-------- Material provided --------

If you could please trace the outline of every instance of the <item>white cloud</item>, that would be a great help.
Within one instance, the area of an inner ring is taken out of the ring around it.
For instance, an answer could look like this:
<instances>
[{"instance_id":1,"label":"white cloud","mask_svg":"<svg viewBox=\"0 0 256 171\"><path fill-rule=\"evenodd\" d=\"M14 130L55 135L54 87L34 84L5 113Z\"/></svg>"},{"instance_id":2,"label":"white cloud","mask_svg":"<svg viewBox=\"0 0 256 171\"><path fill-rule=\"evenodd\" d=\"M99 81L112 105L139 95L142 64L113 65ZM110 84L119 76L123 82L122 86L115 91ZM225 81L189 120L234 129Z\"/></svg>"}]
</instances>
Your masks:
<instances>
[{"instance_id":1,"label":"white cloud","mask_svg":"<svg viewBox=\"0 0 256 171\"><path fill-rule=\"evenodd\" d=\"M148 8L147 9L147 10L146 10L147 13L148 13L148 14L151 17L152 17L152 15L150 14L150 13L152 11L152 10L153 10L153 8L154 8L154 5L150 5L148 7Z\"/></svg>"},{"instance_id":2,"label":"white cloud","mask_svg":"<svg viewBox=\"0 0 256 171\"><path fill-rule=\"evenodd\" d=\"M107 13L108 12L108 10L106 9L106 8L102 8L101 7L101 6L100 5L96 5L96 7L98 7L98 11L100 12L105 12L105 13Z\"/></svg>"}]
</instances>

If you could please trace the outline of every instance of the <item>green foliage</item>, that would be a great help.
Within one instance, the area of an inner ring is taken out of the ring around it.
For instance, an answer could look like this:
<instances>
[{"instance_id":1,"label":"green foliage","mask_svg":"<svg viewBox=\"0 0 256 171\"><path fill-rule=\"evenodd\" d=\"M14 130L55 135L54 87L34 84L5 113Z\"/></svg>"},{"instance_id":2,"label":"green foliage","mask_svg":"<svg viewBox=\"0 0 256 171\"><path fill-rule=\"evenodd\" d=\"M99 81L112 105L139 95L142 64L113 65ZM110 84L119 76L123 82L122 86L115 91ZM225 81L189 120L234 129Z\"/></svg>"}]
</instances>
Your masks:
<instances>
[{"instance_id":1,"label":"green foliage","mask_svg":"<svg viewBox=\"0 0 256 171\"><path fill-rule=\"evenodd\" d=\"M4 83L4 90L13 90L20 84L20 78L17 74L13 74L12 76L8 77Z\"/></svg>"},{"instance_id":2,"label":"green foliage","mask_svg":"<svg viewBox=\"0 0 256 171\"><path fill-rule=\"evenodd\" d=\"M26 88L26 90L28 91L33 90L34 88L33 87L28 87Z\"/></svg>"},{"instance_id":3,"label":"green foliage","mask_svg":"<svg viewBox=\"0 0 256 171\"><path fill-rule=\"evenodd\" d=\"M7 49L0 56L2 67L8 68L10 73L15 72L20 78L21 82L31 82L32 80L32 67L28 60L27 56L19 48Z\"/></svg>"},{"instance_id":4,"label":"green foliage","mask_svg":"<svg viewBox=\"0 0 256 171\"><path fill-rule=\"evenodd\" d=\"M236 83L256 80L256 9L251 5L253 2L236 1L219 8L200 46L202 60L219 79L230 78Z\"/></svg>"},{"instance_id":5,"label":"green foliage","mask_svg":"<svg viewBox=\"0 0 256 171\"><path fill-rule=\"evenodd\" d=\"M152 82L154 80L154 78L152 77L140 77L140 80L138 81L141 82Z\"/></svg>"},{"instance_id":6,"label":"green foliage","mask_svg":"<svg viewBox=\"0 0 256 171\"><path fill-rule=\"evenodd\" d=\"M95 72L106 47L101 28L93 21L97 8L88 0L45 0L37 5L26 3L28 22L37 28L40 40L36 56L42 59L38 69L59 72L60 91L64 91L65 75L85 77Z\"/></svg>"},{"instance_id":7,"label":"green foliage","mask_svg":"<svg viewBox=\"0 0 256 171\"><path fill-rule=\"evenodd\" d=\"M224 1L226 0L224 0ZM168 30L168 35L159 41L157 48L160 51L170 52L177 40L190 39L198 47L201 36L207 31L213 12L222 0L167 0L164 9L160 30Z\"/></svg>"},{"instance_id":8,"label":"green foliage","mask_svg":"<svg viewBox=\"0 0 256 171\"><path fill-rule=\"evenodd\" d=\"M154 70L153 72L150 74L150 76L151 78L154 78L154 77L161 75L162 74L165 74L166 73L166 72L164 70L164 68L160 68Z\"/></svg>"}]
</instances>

--------

■ What you have to do
Reproduce every line of the data verbatim.

■ Written reply
If you could please trace the outline of every instance of the <item>white cloud</item>, that would be a great help.
Within one instance, the area of an inner ring is taken out of the ring around it.
For instance, an answer could look like this:
<instances>
[{"instance_id":1,"label":"white cloud","mask_svg":"<svg viewBox=\"0 0 256 171\"><path fill-rule=\"evenodd\" d=\"M14 130L55 135L54 87L34 84L5 113Z\"/></svg>"},{"instance_id":2,"label":"white cloud","mask_svg":"<svg viewBox=\"0 0 256 171\"><path fill-rule=\"evenodd\" d=\"M99 81L112 105L139 95L142 64L113 65ZM110 84L119 76L123 82L122 86L115 91ZM225 81L189 120L234 129Z\"/></svg>"}]
</instances>
Your masks:
<instances>
[{"instance_id":1,"label":"white cloud","mask_svg":"<svg viewBox=\"0 0 256 171\"><path fill-rule=\"evenodd\" d=\"M148 8L147 9L147 10L146 10L147 13L148 13L148 14L151 17L152 17L152 15L150 14L150 13L152 11L152 10L153 10L153 8L154 8L154 5L150 5L148 7Z\"/></svg>"},{"instance_id":2,"label":"white cloud","mask_svg":"<svg viewBox=\"0 0 256 171\"><path fill-rule=\"evenodd\" d=\"M107 13L108 12L108 10L106 9L106 8L102 8L101 7L101 6L100 5L96 5L96 7L98 7L98 11L100 12L105 12L105 13Z\"/></svg>"}]
</instances>

If you could please trace the outline of every instance of the <item>green foliage</item>, that would be a great help.
Within one instance, the area of an inner ring is taken out of the ring around it.
For instance, an answer could look like this:
<instances>
[{"instance_id":1,"label":"green foliage","mask_svg":"<svg viewBox=\"0 0 256 171\"><path fill-rule=\"evenodd\" d=\"M14 130L55 135L54 87L34 84L5 113Z\"/></svg>"},{"instance_id":2,"label":"green foliage","mask_svg":"<svg viewBox=\"0 0 256 171\"><path fill-rule=\"evenodd\" d=\"M99 81L112 105L139 95L142 64L113 65ZM110 84L119 76L123 82L122 86L115 91ZM225 81L189 120L234 129Z\"/></svg>"}]
</instances>
Your masks:
<instances>
[{"instance_id":1,"label":"green foliage","mask_svg":"<svg viewBox=\"0 0 256 171\"><path fill-rule=\"evenodd\" d=\"M4 83L4 90L13 90L20 84L20 78L17 74L13 74L12 76L8 77Z\"/></svg>"},{"instance_id":2,"label":"green foliage","mask_svg":"<svg viewBox=\"0 0 256 171\"><path fill-rule=\"evenodd\" d=\"M26 88L26 90L28 91L33 90L34 88L33 87L28 87Z\"/></svg>"},{"instance_id":3,"label":"green foliage","mask_svg":"<svg viewBox=\"0 0 256 171\"><path fill-rule=\"evenodd\" d=\"M7 49L0 56L2 67L8 68L10 73L15 72L20 78L21 82L31 82L32 80L32 67L28 60L27 56L19 48Z\"/></svg>"},{"instance_id":4,"label":"green foliage","mask_svg":"<svg viewBox=\"0 0 256 171\"><path fill-rule=\"evenodd\" d=\"M236 83L256 80L256 9L251 5L253 2L236 1L219 8L200 46L202 60L219 79L230 78Z\"/></svg>"},{"instance_id":5,"label":"green foliage","mask_svg":"<svg viewBox=\"0 0 256 171\"><path fill-rule=\"evenodd\" d=\"M152 82L154 80L154 78L152 77L140 77L140 80L138 81L141 82Z\"/></svg>"},{"instance_id":6,"label":"green foliage","mask_svg":"<svg viewBox=\"0 0 256 171\"><path fill-rule=\"evenodd\" d=\"M95 72L106 47L101 28L93 21L97 8L88 0L45 0L37 5L26 3L28 22L37 28L40 40L36 56L42 59L38 69L59 72L60 91L64 91L65 75L85 77Z\"/></svg>"},{"instance_id":7,"label":"green foliage","mask_svg":"<svg viewBox=\"0 0 256 171\"><path fill-rule=\"evenodd\" d=\"M224 1L226 0L224 0ZM168 30L168 35L159 41L157 48L160 51L170 52L177 40L190 39L198 47L201 36L207 31L213 12L222 0L167 0L164 9L160 30Z\"/></svg>"},{"instance_id":8,"label":"green foliage","mask_svg":"<svg viewBox=\"0 0 256 171\"><path fill-rule=\"evenodd\" d=\"M154 70L153 72L150 74L150 76L151 78L154 78L154 77L161 75L162 74L165 74L166 73L166 72L164 70L164 68L160 68Z\"/></svg>"}]
</instances>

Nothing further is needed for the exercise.